— START OF PROVIDED TEXT —

The Farmer's Daughter is an American sitcom, loosely based on the identically titled 1947 film, that was produced by Screen Gems Television and aired on ABC from September 20, 1963, to April 22, 1966. It was sponsored by Lark Cigarettes and Clairol, for whom the two leading stars often appeared at the show's end, promoting the products; the commercials were also filmed. The Farmer's Daughter also enjoyed a brief run in syndication when it aired on CBN Cable in the 1980s.

Overview
The series stars Inger Stevens as Katy Holstrum, a young Swedish woman who becomes the housekeeper for widowed congressman Glen Morley (played by William Windom). Glen has two sons, age 14 and 8 at the time of the premiere. Steve, the older of the two boys, is played by Mickey Sholdar, and Danny is played by Rory O'Brien. The congressman's mother Agatha Morley is played by Cathleen Nesbitt.

In its first season (filmed in black-and-white), The Farmer's Daughter competed against The Twilight Zone on CBS and the short-lived Larry Blyden series Harry's Girls on NBC. The series never reached the top 30 in ratings, but during its first two years it earned respectable ratings and proved to be moderately successful. The last episode of the second season (which was also filmed in black-and-white) featured the two lead characters becoming engaged.

The third season brought some changes to the format, as the series began filming episodes in color. However, the third and fourth episodes had been shot in black-and-white. On the November 5, 1965, episode (just in time for sweeps), Katy Holstrum and Glen Morley were married in a wedding ceremony attended by 300 guests. Network censors objected to the original script of the honeymoon episode that had Glen bringing his new bride to a hotel room with twin beds and then saying, "But I asked for a double bed!" Forbidding use of the word "bed," the censors allowed it to be replaced with "accommodations," along with a glance at the bed.

— END OF PROVIDED TEXT —

→ **TO-DO LIST**:
- a) Turn the paragraph in the article on The Farmer's Daughter beginning "The series stars Inger Stevens" into a short bulleted list of its main facts.
- b) Carry the article on The Farmer's Daughter forward from its final sentence with the passage that would come next.
The listing placed after the article on The Farmer's Daughter has no connection to it.

— START OF RECORD LIST —

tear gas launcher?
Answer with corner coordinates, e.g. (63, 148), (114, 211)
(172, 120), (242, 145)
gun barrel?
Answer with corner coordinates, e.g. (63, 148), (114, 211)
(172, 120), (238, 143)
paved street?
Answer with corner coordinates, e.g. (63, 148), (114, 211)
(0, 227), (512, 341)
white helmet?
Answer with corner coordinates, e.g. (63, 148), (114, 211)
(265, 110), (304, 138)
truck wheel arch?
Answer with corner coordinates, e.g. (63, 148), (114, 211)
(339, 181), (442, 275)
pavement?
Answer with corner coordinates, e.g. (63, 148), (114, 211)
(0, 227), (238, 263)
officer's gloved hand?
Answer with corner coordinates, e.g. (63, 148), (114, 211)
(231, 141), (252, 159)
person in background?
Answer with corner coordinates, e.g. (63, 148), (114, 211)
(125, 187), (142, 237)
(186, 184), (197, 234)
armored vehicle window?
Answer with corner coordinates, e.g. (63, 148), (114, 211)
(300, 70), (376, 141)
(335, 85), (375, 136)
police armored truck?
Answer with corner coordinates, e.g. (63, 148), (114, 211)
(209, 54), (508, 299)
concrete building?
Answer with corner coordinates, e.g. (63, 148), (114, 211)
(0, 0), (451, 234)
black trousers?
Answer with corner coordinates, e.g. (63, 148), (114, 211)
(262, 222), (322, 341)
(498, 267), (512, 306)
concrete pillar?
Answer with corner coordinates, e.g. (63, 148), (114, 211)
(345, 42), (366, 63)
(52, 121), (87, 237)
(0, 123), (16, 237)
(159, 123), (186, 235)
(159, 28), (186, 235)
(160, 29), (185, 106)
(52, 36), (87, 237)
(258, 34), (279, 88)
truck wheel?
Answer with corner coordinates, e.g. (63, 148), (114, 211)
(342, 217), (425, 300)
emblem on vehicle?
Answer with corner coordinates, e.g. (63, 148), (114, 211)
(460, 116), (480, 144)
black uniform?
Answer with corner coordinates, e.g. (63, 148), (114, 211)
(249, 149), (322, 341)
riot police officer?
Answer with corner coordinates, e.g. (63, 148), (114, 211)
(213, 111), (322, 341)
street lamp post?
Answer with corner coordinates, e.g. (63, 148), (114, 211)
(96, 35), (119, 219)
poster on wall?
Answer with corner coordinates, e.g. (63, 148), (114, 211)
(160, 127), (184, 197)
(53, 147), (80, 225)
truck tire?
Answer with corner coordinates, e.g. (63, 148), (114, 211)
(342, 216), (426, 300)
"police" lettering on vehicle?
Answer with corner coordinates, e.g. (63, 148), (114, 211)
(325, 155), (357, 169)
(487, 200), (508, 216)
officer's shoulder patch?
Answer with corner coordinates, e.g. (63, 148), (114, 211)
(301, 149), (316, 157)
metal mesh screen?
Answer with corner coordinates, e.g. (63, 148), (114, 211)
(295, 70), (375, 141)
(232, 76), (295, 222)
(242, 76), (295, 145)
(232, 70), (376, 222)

— END OF RECORD LIST —
— START OF RECORD LIST —

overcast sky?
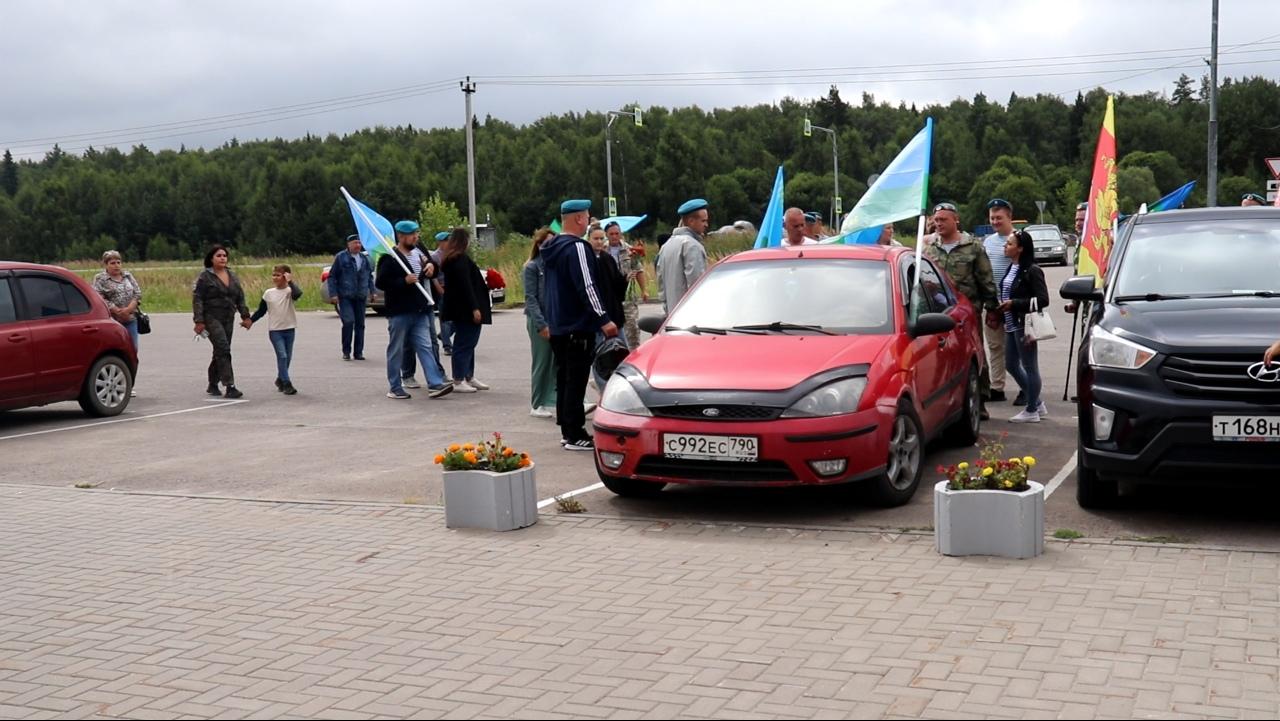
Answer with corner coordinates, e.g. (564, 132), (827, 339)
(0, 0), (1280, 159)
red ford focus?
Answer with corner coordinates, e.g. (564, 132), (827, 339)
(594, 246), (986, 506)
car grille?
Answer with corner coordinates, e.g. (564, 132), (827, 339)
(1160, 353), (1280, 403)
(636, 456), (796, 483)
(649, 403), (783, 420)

— END OF RECORD LIST —
— START OF RECORD LIST —

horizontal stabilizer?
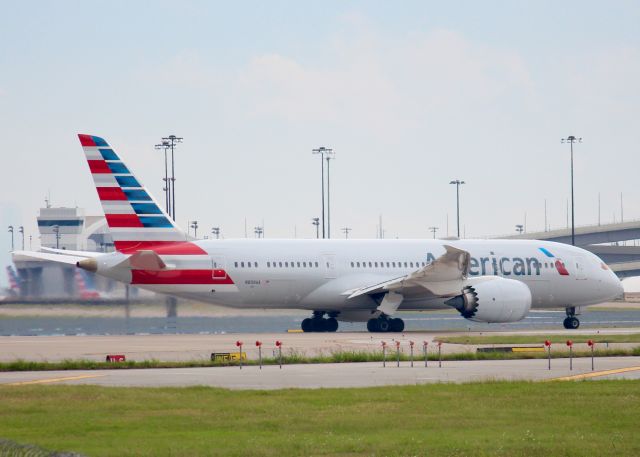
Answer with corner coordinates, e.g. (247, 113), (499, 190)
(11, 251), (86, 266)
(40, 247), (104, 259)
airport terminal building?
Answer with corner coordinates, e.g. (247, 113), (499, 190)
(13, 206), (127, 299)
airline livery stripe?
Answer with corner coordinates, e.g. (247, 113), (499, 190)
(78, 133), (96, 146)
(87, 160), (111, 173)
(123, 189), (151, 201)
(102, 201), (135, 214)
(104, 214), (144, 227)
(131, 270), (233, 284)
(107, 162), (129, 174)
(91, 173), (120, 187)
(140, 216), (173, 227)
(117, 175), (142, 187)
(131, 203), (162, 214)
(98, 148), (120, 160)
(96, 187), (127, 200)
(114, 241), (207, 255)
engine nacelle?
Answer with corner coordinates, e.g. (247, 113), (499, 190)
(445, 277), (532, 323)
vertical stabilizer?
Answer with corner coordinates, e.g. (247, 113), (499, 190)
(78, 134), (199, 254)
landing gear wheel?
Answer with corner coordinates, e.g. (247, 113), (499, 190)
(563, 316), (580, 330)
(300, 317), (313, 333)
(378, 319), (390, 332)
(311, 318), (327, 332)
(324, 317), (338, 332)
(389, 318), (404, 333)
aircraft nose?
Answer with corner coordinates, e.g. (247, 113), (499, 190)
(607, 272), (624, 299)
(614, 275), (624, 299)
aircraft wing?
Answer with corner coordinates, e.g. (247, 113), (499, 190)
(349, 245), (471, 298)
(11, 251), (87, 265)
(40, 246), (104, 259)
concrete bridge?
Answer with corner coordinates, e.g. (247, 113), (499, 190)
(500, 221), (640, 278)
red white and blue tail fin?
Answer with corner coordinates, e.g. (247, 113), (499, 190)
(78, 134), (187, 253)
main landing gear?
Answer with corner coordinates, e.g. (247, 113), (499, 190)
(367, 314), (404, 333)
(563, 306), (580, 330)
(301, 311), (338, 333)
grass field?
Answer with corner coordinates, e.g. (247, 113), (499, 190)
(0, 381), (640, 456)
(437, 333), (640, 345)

— END OF RECORD LIST —

→ **PER-TASK ANSWERS**:
- a)
- Inger Stevens plays Katy Holstrum, a young Swedish woman who becomes housekeeper for Glen Morley, a widowed congressman played by William Windom.
- Glen's older son, Steve, 14 at the premiere, is played by Mickey Sholdar.
- His younger son, Danny, 8 at the premiere, is played by Rory O'Brien.
- Glen's mother, Agatha Morley, is played by Cathleen Nesbitt.

- b)
After the wedding episode, the show's ratings fell, and ABC canceled The Farmer's Daughter. In the penultimate episode, "Is He or Isn't He?", Katy adopts Glen's sons, providing the series closure as well as a happy ending.

Unlike the 1947 film, Katy never ran for (nor was elected to) Congress in the series.

Cast

 Inger Stevens as Katrin "Katy" Holstrum (later, Morley)
 William Windom as Glen Morley
 Mickey Sholdar as Steve Morley
 Rory O'Brien as Danny Morley
 Cathleen Nesbitt as Agatha Morley
 Philip Coolidge as Cooper, the butler (1963–1964)

Episodes

Season 1 (1963–64)
All episodes in black-and-white

Season 2 (1964–65)
All episodes in black-and-white

Season 3 (1965–66)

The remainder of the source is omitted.